___ LISTED ENTRIES ___
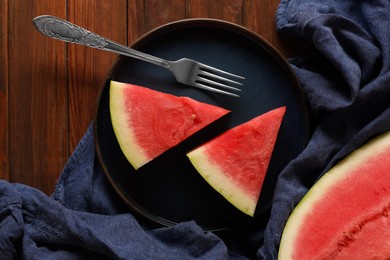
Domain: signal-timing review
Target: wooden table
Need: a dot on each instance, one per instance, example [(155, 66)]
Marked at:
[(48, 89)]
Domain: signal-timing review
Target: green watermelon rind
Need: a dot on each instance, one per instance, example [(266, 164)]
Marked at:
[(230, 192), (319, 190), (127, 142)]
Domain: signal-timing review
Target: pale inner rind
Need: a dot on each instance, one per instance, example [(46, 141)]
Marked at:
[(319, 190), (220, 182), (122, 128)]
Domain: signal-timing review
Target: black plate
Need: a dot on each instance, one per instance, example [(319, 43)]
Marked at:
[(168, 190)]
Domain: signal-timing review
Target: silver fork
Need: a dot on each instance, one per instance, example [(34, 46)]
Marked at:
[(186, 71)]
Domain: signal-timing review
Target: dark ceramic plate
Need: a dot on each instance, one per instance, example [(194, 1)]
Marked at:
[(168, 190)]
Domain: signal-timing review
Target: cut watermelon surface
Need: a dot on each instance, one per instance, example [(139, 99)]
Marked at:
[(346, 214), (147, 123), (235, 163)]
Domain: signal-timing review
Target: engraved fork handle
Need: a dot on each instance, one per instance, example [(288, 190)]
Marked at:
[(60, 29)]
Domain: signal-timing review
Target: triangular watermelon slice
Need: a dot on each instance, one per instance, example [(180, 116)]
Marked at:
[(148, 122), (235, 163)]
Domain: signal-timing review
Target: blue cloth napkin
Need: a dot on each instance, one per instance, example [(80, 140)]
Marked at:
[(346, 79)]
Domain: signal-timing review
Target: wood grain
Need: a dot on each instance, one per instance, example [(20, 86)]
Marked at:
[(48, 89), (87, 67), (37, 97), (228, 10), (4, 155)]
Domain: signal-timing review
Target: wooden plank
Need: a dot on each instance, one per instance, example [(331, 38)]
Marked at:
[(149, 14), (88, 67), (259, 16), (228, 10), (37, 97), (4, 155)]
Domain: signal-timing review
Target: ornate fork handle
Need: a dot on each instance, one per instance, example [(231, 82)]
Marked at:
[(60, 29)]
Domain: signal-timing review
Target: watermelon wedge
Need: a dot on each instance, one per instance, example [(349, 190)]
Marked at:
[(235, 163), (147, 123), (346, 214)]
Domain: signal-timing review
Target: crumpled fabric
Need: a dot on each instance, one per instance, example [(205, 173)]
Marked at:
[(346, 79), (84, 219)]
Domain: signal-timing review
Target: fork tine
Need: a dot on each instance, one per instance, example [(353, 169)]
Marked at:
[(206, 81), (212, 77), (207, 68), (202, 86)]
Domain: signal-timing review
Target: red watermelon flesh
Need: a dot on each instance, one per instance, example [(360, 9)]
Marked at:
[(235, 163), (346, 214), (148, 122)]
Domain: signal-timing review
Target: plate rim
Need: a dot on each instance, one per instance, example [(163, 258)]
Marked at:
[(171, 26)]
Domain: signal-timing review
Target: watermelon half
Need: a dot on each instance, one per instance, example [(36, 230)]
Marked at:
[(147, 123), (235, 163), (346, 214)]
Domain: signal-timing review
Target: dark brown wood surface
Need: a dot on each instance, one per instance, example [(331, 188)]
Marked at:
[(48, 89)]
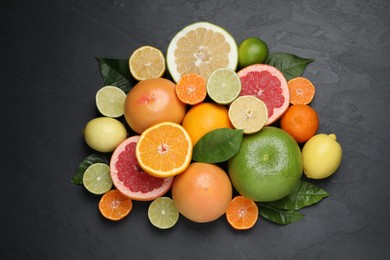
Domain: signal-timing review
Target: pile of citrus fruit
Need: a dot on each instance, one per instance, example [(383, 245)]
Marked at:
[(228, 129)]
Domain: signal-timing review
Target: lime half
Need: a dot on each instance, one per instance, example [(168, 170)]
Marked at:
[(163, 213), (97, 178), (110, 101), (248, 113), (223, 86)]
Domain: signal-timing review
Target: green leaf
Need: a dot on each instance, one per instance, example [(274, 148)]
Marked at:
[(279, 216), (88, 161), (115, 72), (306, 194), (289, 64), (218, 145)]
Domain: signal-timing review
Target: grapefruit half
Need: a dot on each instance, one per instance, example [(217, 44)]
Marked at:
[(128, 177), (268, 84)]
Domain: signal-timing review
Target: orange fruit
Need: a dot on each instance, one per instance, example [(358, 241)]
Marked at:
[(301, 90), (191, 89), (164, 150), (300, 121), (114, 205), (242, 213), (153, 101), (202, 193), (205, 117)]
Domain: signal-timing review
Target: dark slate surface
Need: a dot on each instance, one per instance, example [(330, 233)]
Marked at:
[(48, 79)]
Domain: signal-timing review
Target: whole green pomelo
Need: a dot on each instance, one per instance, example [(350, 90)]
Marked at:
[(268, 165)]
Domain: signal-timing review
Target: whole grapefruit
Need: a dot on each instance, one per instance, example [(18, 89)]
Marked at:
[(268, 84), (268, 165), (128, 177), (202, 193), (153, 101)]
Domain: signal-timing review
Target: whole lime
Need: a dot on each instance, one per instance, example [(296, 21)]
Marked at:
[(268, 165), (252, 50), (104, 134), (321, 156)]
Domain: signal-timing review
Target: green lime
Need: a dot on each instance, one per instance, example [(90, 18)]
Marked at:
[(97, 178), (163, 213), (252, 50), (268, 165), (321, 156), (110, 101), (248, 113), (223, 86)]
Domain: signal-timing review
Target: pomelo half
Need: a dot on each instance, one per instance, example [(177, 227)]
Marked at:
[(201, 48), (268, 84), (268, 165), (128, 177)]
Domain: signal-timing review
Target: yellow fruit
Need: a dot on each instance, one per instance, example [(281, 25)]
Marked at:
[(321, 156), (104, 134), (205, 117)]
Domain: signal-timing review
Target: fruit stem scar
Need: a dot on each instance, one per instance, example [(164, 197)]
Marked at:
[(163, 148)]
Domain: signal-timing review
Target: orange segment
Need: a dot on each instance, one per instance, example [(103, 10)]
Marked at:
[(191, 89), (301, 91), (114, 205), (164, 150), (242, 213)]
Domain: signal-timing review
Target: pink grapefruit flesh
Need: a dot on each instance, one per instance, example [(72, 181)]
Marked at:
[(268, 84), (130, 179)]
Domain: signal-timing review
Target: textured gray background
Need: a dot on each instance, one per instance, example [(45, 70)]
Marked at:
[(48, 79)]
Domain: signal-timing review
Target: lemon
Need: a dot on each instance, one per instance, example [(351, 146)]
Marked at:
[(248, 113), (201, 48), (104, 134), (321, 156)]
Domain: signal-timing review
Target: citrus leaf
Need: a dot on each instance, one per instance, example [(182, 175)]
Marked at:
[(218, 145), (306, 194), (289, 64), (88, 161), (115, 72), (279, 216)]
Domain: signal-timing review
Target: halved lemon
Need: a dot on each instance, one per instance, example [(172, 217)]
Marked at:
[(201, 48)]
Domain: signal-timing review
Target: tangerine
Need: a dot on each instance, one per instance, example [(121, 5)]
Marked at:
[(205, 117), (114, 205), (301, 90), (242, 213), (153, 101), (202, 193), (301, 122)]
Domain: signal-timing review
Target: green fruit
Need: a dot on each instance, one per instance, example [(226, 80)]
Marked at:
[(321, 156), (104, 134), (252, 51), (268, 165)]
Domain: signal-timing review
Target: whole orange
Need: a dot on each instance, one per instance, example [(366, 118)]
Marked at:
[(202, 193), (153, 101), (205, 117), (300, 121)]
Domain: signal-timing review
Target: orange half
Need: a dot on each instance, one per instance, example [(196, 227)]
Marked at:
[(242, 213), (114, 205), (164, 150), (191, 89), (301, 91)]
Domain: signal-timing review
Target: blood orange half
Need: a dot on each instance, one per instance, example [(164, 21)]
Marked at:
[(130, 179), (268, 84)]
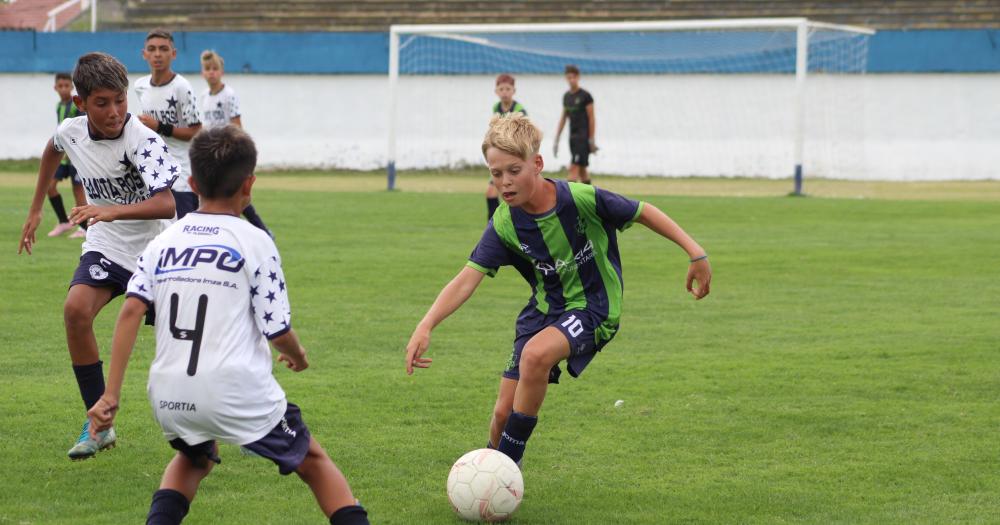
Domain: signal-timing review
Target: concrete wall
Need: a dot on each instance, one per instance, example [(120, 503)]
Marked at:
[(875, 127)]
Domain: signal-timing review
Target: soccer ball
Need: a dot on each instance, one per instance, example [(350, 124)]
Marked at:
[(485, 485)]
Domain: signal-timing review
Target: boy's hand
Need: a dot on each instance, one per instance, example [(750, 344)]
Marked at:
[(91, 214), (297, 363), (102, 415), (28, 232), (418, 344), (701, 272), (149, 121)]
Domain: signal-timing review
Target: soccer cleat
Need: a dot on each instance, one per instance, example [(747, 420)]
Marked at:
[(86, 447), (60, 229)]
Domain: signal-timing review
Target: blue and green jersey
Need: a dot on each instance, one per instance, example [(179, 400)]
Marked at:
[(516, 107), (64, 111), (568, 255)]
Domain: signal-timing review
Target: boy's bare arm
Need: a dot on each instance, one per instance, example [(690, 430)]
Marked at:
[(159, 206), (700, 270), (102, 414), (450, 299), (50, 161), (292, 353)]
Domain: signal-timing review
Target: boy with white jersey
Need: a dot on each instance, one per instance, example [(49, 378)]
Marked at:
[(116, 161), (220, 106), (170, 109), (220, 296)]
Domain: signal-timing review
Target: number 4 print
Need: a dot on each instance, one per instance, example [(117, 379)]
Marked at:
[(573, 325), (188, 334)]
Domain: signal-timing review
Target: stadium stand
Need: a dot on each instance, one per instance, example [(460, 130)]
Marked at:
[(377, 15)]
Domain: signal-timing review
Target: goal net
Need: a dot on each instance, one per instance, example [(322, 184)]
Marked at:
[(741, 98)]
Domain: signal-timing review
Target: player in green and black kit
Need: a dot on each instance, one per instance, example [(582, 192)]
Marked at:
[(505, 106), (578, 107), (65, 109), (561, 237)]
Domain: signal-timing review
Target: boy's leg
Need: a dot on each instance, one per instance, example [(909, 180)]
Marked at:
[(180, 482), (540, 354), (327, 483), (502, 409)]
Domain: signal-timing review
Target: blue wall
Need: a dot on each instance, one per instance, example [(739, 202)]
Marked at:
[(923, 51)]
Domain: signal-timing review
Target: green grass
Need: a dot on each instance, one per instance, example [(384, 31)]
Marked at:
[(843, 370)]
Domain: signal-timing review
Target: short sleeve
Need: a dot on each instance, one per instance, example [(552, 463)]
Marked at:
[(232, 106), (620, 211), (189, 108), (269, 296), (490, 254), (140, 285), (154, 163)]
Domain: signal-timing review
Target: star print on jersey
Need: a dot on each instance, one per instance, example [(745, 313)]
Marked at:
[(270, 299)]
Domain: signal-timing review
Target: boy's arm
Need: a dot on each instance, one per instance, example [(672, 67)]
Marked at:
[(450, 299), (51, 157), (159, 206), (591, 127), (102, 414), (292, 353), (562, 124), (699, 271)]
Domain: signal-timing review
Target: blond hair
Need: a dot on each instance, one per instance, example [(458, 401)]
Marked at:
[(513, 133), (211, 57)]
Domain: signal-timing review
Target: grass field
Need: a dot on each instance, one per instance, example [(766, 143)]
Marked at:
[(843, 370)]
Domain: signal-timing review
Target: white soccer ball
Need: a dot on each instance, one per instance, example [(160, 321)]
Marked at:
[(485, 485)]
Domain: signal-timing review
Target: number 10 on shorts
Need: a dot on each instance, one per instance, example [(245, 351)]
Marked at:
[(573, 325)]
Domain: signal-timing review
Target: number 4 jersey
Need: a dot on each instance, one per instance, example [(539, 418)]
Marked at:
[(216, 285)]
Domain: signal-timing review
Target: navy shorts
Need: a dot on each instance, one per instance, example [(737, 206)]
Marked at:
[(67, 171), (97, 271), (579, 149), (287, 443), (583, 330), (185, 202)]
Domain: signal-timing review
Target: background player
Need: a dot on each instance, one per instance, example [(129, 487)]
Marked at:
___
WORK TO BE COMPLETED
Count the lines of the entries above that contain the word "rind" and give only the number.

SOLUTION FOR THIS TASK
2